EXERCISE DATA:
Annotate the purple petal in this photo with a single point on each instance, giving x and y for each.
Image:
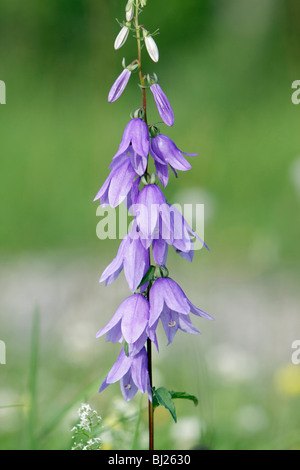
(135, 317)
(114, 335)
(103, 192)
(169, 320)
(138, 162)
(134, 348)
(118, 159)
(162, 172)
(116, 266)
(136, 262)
(104, 385)
(139, 370)
(163, 106)
(174, 296)
(128, 387)
(121, 183)
(160, 251)
(165, 149)
(156, 301)
(113, 322)
(147, 209)
(133, 195)
(188, 256)
(140, 137)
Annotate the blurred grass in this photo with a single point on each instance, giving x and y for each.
(231, 95)
(227, 68)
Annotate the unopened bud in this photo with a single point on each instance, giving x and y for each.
(154, 131)
(121, 38)
(151, 46)
(139, 113)
(129, 10)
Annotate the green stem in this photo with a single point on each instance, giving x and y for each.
(149, 348)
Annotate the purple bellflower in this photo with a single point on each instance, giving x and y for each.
(132, 257)
(133, 374)
(136, 134)
(163, 105)
(119, 86)
(169, 303)
(165, 152)
(129, 323)
(147, 210)
(118, 184)
(157, 225)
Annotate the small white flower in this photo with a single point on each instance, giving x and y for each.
(121, 38)
(151, 46)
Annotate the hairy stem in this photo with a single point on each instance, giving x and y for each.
(149, 346)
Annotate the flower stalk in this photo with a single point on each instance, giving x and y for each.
(155, 297)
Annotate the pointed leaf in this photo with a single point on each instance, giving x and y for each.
(184, 396)
(163, 397)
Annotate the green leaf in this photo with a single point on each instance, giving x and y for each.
(148, 276)
(163, 397)
(184, 396)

WHAT NEEDS TO BE DONE: Since the pictures are not wanted, write out the rest of the data exactly as it reads.

OUTPUT OF THE TASK:
Annotate the purple petal in this photo with a single point on each instance, giving x and y for each.
Image:
(135, 317)
(114, 335)
(103, 192)
(169, 320)
(138, 162)
(134, 348)
(118, 159)
(162, 172)
(116, 266)
(136, 262)
(104, 385)
(139, 370)
(163, 106)
(174, 296)
(128, 387)
(121, 183)
(160, 251)
(165, 149)
(156, 301)
(113, 322)
(147, 209)
(133, 195)
(188, 256)
(140, 137)
Annotate the blurred grass in this photo with a single point on each instance, giving x and y for each.
(231, 95)
(227, 68)
Annotate the unopened bud in this photo with a single point on each instance, giving x and y for each.
(154, 131)
(121, 38)
(151, 46)
(139, 113)
(129, 10)
Annotate the green stem in this photo with a single point on each instance, giving x and y for each.
(149, 348)
Annotate the purple bellflower in this photo with a single point on each instance, giving x and y for each.
(132, 257)
(133, 374)
(136, 134)
(163, 105)
(119, 86)
(169, 303)
(165, 152)
(129, 323)
(147, 210)
(118, 184)
(157, 225)
Annotate the small white flower in this photo with a single point on each instance, giving x and y for each.
(121, 38)
(151, 46)
Annotate the hairy stem in this photo with a single point on each instance, giving x and y for each.
(149, 346)
Annotate the flower stalk in this photo with a single point on each instance, giving x and y for each.
(155, 297)
Annotate the pointed leaf in this photo with a single point on each instance, giving x and y for each.
(184, 396)
(163, 397)
Annotate the green leaf in this photo with a single point on each instance, giving x and y for each.
(148, 276)
(163, 397)
(184, 396)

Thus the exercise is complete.